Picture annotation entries
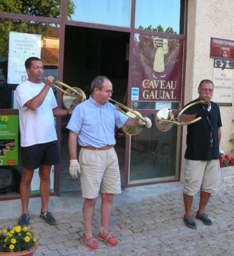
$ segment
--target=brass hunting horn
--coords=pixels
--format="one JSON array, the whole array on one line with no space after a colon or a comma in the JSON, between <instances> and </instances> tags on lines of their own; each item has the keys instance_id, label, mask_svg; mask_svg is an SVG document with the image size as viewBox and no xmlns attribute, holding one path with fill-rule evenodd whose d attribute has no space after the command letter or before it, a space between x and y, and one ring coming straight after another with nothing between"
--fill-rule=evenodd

▸ **What this task involves**
Print the entries line for line, starting with the first line and going on through the line with "--coords=pixels", both included. Leave the picture out.

▸ **Result of this exercise**
$ segment
--target=brass hunting horn
--coords=pixels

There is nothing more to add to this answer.